— Start of DOCUMENT SECTION —

2. Reasonable Use of Session Context

# Continuous conversation after establishing context
output=$(snow --ask "Create a user authentication system")
session_id=$(echo "$output" | grep "SESSION_ID=" | cut -d'=' -f2)

# Subsequent questions can be more concise
snow --ask "Add password reset feature" "$session_id"
snow --ask "Add email verification" "$session_id"

3. Handling Long-Running Tasks

For tasks that may require extended thinking:

# Complex tasks may need more time
snow --ask "Refactor entire authentication module using best practices @src/auth/"

Wait for AI to complete thinking and tool calls.

4. Combine with Command Injection

# Embed real-time information in question
snow --ask "Analyze current Git branch status !`git status` and provide suggestions"

For command injection, see: Command Injection Mode

5. Error Handling

#!/bin/bash

# Error handling in scripts
if ! output=$(snow --ask "your question" 2>&1); then
    echo "Error: AI conversation failed"
    echo "$output"
    exit 1
fi

# Check if Session ID was successfully generated
if ! echo "$output" | grep -q "SESSION_ID="; then
    echo "Warning: Failed to retrieve Session ID"
fi

Limitations and Considerations

Unsupported Features

  1. Interactive Tools:

    • askuser tool is not available
    • Cannot request user input in headless mode
  2. Plan Mode:

    • Headless mode doesn't support Plan mode
    • All tool calls execute immediately (YOLO mode)
  3. Real-time Update Display:

    • No real-time streaming output to terminal
    • Results displayed all at once after completion

Security Considerations

  1. Sensitive Command Confirmation:

    • Even in YOLO mode, sensitive commands still require confirmation
    • Not suitable for fully unattended automation
  2. API Key Protection:

    • When using in CI/CD, ensure API keys are securely stored
    • Use environment variables or secret management services
  3. Output Content Review:

    • AI output may contain sensitive information
    • Be careful to filter when using in public logs

Performance Considerations

  1. Session Size:

    • Long session history increases token consumption
    • Recommend periodically starting new sessions
  2. Concurrency Limits:

    • Be aware of API rate limiting when running multiple headless mode instances
  3. Network Latency:

    • Response time depends on network and AI service
    • Consider setting reasonable timeouts

FAQ

Q: What's the difference between headless mode and interactive mode?

A: Headless mode is single-execution mode that automatically exits after completion, suitable for scripts and automation. Interactive mode provides a complete UI interface with persistent conversations and more advanced features.

Q: Does Session ID expire?

A: Session IDs don't expire; session files are permanently saved locally. However, very old sessions may affect performance due to large context size.

— End of DOCUMENT SECTION —
— Start of LISTING —

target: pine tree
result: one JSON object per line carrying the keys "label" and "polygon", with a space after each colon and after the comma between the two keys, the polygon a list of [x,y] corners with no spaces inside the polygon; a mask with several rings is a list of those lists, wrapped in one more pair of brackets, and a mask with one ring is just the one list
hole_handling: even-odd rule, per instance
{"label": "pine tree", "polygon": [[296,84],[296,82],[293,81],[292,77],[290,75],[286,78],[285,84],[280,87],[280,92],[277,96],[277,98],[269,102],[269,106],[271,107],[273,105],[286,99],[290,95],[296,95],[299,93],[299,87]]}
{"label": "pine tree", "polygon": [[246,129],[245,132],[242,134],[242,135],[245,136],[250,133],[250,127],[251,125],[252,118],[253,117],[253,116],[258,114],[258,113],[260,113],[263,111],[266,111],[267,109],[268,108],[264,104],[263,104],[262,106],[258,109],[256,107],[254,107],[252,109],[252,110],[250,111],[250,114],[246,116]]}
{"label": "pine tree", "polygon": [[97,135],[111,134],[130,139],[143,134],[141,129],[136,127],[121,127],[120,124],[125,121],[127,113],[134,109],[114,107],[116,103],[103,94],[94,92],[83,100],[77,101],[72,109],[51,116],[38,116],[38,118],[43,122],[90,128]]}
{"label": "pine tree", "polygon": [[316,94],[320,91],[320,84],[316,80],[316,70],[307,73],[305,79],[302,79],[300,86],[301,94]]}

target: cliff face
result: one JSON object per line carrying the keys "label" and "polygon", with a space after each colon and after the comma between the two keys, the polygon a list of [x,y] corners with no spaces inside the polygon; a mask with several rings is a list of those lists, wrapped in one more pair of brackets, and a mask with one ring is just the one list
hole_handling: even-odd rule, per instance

— End of LISTING —

From the headless mode documentation above, rewrite the paragraph that begins "Headless mode is single-execution mode" as a short bulleted list that keeps its main facts.

SOLUTION TO THIS EXERCISE:
- Headless mode runs a single execution and exits automatically once finished.
- Headless mode is suited to scripts and automation.
- Interactive mode provides a complete UI with persistent conversations.
- Interactive mode offers more advanced features.